Please present the part of the listing below that opens with the line containing "Please tag the shrub" and runs to the end of the listing as a numbered list, omitting blank lines.

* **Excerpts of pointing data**
::::
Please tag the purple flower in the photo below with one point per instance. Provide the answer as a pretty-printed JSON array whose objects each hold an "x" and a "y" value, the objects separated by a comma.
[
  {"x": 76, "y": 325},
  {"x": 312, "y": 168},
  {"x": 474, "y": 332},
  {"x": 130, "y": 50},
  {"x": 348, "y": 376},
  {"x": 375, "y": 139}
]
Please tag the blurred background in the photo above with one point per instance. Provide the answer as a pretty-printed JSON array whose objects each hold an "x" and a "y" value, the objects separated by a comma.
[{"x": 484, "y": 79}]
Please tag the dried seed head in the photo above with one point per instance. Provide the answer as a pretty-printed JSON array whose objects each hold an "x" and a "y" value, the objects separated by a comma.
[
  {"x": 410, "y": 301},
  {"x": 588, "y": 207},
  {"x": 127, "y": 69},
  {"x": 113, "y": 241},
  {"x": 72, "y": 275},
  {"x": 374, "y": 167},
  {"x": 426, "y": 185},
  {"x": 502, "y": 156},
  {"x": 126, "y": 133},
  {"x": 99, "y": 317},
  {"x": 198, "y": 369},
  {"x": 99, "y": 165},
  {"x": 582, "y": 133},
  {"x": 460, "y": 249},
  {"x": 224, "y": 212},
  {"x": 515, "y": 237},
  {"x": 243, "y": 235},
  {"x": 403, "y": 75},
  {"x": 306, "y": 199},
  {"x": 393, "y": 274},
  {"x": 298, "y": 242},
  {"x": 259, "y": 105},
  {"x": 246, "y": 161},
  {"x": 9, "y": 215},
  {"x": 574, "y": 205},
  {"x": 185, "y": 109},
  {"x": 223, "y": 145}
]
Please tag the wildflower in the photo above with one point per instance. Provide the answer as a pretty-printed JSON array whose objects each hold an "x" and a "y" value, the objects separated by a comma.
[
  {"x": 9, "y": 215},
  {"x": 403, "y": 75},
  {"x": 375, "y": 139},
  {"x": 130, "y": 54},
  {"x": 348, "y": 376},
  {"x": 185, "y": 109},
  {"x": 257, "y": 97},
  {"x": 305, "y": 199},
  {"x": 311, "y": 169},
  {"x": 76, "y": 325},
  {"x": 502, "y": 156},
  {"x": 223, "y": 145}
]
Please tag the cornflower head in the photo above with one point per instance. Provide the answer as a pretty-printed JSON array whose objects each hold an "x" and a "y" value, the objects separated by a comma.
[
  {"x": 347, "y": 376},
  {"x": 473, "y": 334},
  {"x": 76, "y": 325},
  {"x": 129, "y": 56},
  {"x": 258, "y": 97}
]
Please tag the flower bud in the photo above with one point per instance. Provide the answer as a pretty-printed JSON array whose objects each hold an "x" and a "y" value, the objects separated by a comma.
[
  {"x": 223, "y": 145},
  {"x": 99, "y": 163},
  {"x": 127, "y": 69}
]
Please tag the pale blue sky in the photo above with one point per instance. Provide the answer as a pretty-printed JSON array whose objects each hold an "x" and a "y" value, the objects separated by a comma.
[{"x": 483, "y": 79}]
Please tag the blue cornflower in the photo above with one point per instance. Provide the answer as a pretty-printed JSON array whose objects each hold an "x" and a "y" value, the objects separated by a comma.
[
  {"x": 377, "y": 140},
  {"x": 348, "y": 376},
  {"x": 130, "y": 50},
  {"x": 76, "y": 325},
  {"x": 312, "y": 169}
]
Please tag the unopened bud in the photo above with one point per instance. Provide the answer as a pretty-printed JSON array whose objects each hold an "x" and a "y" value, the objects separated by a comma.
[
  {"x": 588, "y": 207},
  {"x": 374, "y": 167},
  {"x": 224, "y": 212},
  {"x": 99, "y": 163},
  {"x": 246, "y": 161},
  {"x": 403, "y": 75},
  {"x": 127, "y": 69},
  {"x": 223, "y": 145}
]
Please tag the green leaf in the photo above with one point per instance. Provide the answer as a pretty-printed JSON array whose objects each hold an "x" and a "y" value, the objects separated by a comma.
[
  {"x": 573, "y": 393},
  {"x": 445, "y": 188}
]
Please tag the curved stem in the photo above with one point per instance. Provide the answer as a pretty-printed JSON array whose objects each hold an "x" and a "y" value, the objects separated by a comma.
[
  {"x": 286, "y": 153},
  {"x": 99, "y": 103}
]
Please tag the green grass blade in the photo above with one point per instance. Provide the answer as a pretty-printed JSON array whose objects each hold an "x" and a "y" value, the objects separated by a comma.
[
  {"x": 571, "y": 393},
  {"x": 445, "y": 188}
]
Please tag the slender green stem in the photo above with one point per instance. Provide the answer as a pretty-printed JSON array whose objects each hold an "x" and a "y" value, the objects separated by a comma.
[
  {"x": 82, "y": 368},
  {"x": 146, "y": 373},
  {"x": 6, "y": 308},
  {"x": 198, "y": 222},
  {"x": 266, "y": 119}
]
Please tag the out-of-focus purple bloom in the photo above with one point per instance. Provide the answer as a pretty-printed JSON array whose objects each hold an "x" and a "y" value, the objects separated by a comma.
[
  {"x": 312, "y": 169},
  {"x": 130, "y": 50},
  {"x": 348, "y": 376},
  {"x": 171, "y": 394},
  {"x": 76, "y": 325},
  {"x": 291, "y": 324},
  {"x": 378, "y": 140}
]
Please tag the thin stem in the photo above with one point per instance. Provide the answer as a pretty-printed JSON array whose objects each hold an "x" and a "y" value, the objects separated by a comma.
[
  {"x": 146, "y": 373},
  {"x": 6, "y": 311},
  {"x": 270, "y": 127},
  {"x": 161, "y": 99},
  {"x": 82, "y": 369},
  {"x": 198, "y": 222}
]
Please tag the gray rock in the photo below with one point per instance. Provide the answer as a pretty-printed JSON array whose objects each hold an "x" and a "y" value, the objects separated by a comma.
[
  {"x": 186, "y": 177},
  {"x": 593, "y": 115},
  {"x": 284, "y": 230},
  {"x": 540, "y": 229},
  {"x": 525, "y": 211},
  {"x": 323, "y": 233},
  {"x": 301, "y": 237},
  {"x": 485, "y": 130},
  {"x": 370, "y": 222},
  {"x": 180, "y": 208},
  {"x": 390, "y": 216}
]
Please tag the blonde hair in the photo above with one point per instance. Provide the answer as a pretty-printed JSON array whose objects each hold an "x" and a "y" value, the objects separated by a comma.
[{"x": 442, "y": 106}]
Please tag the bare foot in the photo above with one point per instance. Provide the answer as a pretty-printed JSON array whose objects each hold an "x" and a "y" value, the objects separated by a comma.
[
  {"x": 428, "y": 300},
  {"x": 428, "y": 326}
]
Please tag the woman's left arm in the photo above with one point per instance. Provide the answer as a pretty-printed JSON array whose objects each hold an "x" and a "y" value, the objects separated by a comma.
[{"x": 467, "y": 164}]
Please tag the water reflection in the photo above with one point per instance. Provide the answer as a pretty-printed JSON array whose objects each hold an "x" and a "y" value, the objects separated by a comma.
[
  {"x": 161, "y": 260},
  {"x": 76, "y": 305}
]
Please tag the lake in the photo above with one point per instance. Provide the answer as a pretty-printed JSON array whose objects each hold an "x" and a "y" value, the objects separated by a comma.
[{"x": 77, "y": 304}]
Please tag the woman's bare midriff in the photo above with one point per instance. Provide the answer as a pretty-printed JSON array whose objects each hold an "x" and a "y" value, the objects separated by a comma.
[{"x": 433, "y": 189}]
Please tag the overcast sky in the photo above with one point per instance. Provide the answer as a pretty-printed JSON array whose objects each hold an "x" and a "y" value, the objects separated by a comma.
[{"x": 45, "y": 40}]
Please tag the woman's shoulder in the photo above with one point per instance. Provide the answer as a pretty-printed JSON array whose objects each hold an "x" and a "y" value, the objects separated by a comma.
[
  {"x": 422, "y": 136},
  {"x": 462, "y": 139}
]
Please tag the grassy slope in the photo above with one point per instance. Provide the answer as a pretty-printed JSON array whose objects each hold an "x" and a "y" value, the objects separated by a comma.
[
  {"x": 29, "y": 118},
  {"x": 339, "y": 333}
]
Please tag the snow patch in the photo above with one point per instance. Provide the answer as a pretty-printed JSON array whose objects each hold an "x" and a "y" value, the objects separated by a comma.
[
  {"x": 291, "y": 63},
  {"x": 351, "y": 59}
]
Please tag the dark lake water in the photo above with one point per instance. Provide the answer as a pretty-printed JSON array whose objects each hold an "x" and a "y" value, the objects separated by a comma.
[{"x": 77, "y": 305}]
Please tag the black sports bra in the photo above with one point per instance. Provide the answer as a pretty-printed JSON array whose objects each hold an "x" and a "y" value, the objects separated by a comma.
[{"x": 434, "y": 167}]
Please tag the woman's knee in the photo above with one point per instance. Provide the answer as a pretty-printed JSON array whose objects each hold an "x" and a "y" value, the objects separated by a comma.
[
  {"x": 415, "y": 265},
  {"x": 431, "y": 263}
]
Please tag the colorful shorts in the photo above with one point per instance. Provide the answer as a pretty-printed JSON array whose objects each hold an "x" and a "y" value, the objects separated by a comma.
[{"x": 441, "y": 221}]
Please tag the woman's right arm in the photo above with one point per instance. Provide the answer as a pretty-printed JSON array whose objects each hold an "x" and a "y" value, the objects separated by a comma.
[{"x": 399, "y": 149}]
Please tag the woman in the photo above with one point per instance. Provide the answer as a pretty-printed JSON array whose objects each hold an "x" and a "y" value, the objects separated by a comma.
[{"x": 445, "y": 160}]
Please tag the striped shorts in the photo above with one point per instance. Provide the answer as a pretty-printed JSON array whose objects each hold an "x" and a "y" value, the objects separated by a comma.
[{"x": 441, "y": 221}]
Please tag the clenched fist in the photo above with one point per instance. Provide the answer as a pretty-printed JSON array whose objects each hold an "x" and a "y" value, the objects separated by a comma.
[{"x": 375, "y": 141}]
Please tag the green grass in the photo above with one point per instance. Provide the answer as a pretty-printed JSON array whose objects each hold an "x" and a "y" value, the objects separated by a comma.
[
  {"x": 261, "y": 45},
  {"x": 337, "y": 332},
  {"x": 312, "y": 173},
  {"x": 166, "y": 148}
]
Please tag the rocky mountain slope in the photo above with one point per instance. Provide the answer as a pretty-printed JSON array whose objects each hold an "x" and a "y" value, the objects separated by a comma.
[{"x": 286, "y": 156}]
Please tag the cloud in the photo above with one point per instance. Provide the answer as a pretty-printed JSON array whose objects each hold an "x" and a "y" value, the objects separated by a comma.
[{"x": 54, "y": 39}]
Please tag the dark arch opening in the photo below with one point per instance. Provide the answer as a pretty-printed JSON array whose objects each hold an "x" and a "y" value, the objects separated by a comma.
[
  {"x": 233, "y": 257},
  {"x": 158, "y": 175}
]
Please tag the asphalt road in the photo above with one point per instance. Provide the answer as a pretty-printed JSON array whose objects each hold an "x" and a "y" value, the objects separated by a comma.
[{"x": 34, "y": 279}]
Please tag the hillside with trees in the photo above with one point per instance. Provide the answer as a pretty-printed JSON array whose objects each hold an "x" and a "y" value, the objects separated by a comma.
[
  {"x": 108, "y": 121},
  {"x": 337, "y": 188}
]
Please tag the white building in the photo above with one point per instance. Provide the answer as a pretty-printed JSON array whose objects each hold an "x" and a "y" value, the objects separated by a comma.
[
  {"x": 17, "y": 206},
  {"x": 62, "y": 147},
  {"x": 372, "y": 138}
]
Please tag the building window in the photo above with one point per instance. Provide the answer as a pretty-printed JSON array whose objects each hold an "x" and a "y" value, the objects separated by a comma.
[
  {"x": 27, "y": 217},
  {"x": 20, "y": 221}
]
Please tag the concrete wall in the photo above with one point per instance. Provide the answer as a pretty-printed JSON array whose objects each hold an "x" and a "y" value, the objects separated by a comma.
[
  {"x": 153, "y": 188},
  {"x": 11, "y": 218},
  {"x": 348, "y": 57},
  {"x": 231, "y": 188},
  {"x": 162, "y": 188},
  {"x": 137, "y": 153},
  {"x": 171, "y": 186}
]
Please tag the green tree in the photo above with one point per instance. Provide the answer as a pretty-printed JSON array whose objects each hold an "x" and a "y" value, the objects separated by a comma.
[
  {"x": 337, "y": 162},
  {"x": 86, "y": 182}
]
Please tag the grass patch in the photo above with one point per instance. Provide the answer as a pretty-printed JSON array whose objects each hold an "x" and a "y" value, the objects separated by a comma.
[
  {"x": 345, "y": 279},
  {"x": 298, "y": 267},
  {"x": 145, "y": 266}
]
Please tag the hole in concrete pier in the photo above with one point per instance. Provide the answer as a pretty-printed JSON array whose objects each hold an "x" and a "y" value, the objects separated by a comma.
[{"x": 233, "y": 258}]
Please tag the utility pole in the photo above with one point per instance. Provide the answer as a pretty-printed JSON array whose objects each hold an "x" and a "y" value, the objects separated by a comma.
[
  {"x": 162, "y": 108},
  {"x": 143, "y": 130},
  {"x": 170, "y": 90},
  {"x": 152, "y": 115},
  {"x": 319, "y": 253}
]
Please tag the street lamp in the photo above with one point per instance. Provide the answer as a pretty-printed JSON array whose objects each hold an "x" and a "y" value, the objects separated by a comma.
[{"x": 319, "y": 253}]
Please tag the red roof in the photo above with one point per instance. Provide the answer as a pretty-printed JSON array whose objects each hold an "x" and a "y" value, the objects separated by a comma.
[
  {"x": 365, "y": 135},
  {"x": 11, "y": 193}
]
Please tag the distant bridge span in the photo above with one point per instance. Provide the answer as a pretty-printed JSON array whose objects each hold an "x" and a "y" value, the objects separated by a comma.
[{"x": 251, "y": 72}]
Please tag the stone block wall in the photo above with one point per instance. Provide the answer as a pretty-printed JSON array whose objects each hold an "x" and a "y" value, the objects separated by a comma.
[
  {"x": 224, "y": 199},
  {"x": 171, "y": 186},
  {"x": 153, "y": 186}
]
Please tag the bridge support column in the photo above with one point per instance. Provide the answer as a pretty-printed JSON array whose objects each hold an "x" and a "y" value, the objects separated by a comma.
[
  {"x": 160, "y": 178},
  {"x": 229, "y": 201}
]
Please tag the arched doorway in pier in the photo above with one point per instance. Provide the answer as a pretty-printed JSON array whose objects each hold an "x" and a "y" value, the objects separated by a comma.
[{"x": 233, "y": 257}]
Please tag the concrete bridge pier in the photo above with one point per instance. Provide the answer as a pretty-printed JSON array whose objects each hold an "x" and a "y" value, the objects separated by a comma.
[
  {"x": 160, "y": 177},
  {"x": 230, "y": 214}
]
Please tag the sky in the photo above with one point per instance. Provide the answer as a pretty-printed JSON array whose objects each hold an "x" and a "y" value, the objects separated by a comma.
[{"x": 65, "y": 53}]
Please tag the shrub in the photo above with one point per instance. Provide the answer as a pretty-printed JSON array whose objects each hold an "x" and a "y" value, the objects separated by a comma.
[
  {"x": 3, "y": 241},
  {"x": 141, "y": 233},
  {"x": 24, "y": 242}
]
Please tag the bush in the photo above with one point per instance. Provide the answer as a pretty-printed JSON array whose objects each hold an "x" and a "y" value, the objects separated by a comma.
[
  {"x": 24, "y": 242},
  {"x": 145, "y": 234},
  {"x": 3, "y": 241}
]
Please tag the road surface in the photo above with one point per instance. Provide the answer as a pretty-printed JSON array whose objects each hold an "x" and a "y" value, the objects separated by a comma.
::::
* **SOLUTION FOR THIS TASK**
1. Please tag the shrub in the photo above with one point per instance. Provide the answer as a pretty-printed JSON array whose objects each hold an "x" and a "y" value, the objects separated by a comma.
2. [
3.   {"x": 3, "y": 241},
4.   {"x": 141, "y": 233},
5.   {"x": 24, "y": 242}
6. ]
7. Please tag the bush in the photo above with one point per instance. Provide the answer as a pretty-printed JSON array whose objects each hold an "x" and a "y" value, the objects separated by a comma.
8. [
9.   {"x": 24, "y": 242},
10.   {"x": 145, "y": 234},
11.   {"x": 3, "y": 241}
12. ]
13. Please tag the road surface in the photo above with one point per instance. Provide the answer as a pretty-printed JSON array whose objects each hold an "x" and a "y" value, the objects separated by a comma.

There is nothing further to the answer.